FOR IMMEDIATE RELEASE
Contact: Fred Gorell
News Releases 2003
NOAA Home Page
NOAA Public Affairs
The Commerce Department’s National Oceanic and Atmospheric Administration (NOAA) is supporting a team of “bioprospecting” scientists on a mission to the West Florida Shelf in the Gulf of Mexico to find marine organisms with chemical compounds capable of treating human diseases. The expedition is funded by NOAA’s Office of Ocean Exploration (OE).
The exploration team includes researchers from the Harbor Branch Oceanographic Institution (HBOI), scientist/coordinators from NOAA/OE, operators for the Remotely Operated Vehicle (ROV) Innovator, and an educator from Eau Gallie High School in Melbourne, Fla. The mission is scheduled to depart the Port of St. Petersburg, Fla., early in the week of Sept. 8th on board the NOAA ship Ronald H. Brown, a 274-foot vessel that conducts worldwide oceanographic and atmospheric research.

# RAW DATA
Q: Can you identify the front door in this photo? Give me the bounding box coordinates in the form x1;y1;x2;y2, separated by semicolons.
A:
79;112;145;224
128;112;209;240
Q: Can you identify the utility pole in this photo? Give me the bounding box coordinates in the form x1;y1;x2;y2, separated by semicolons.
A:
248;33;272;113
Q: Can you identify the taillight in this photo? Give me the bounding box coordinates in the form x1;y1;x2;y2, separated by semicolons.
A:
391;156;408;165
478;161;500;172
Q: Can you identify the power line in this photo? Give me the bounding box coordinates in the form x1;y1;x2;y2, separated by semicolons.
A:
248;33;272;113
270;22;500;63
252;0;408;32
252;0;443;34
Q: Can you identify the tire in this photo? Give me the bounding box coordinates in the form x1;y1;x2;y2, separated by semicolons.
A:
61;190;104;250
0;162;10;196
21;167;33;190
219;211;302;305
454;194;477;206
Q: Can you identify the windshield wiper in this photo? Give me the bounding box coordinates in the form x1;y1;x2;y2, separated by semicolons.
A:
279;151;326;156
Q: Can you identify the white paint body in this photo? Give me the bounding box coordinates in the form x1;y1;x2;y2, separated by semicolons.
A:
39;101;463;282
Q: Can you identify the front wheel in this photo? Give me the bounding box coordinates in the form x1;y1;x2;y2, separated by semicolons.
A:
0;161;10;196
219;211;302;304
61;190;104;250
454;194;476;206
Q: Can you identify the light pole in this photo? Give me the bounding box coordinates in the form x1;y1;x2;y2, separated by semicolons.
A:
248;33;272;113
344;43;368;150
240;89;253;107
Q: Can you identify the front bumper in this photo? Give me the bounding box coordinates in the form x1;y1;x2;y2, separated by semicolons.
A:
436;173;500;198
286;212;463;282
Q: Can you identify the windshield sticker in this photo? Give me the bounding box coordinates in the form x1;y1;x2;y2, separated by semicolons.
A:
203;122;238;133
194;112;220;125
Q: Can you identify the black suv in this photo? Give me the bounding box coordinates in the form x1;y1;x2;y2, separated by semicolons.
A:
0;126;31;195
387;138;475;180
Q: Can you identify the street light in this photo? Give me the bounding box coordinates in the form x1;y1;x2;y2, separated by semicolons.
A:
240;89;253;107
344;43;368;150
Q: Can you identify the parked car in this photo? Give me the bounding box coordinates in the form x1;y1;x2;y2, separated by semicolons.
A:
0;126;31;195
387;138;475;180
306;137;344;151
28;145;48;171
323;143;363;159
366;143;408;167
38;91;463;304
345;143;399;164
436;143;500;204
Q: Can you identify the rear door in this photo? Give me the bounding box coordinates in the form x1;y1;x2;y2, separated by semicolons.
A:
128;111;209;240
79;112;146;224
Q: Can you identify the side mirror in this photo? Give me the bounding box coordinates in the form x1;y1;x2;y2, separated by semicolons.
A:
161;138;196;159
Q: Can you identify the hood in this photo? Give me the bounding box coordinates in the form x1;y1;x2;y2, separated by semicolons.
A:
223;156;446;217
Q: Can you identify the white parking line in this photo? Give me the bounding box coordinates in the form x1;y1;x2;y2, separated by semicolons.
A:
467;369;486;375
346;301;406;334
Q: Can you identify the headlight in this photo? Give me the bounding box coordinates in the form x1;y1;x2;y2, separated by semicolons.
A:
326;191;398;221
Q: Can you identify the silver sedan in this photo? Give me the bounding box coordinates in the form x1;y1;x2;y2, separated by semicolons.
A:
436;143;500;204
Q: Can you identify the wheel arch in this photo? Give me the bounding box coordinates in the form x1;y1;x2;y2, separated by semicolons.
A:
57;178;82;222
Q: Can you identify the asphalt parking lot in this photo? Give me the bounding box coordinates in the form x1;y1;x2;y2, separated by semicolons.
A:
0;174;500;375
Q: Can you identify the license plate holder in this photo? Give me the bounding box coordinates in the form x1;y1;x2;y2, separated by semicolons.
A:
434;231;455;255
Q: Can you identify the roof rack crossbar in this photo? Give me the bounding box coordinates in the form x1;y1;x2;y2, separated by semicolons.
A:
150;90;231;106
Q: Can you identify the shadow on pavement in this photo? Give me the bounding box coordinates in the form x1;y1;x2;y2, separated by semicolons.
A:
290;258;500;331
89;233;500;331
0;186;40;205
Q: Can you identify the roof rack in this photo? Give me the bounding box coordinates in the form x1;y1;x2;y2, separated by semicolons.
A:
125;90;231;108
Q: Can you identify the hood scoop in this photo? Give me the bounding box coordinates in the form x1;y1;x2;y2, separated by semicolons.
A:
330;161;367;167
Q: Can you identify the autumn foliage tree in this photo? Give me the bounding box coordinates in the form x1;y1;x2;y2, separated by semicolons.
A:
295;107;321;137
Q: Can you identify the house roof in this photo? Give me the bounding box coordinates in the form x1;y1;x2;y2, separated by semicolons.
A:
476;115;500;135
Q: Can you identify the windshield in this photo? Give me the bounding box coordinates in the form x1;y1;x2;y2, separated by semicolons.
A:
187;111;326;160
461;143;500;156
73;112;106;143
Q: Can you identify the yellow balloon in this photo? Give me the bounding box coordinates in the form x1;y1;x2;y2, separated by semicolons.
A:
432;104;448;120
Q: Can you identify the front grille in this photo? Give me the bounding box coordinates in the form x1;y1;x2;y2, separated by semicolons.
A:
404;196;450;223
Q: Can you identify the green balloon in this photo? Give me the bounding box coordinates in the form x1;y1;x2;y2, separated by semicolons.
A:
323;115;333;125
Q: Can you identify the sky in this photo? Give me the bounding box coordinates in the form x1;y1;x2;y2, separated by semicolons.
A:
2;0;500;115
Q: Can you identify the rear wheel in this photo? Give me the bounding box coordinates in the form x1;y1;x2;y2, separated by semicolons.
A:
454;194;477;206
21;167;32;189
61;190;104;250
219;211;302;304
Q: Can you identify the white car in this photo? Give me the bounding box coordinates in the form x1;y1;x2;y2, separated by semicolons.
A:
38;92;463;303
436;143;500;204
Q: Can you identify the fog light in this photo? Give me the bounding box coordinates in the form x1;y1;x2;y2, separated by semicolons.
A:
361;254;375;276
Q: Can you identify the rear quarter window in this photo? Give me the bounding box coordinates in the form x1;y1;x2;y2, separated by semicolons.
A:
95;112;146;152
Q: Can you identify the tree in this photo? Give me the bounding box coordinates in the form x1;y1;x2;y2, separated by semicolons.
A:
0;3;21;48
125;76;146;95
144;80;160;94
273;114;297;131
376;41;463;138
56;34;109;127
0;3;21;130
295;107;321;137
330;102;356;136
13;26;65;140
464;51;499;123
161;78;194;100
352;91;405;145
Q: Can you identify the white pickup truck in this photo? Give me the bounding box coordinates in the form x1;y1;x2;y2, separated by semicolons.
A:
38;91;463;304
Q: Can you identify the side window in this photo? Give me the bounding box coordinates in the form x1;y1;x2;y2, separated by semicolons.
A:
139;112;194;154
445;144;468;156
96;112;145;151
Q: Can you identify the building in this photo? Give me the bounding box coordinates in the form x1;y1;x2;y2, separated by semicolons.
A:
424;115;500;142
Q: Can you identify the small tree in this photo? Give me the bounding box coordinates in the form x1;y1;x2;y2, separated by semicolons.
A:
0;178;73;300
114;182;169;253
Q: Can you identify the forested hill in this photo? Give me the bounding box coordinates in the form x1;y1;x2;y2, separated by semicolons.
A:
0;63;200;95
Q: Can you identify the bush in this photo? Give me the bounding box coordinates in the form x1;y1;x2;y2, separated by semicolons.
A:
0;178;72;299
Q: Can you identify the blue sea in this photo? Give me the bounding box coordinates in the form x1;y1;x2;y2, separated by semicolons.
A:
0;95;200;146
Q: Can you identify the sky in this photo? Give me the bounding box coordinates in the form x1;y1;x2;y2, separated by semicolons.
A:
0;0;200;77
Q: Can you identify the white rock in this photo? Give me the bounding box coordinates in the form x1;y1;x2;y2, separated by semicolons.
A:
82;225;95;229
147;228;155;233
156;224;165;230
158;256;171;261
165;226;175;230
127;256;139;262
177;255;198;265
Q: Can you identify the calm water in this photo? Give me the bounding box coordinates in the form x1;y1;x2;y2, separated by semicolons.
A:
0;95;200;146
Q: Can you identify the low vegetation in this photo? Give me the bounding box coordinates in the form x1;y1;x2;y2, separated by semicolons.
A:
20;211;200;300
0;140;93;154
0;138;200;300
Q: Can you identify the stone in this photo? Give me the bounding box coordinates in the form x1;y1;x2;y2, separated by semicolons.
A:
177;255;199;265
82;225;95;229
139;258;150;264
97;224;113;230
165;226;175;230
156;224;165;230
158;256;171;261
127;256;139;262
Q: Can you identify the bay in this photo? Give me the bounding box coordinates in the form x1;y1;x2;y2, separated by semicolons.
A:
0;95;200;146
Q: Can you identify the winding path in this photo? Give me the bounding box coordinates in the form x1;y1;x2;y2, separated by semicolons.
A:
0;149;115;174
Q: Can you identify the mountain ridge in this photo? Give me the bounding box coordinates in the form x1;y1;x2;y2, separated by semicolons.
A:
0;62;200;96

# WORK TASK
Reproduce the NOAA news release on the West Florida Shelf bioprospecting expedition word for word, in full.

# TASK SOLUTION
FOR IMMEDIATE RELEASE
Contact: Fred Gorell
News Releases 2003
NOAA Home Page
NOAA Public Affairs
The Commerce Department’s National Oceanic and Atmospheric Administration (NOAA) is supporting a team of “bioprospecting” scientists on a mission to the West Florida Shelf in the Gulf of Mexico to find marine organisms with chemical compounds capable of treating human diseases. The expedition is funded by NOAA’s Office of Ocean Exploration (OE).
The exploration team includes researchers from the Harbor Branch Oceanographic Institution (HBOI), scientist/coordinators from NOAA/OE, operators for the Remotely Operated Vehicle (ROV) Innovator, and an educator from Eau Gallie High School in Melbourne, Fla. The mission is scheduled to depart the Port of St. Petersburg, Fla., early in the week of Sept. 8th on board the NOAA ship Ronald H. Brown, a 274-foot vessel that conducts worldwide oceanographic and atmospheric research.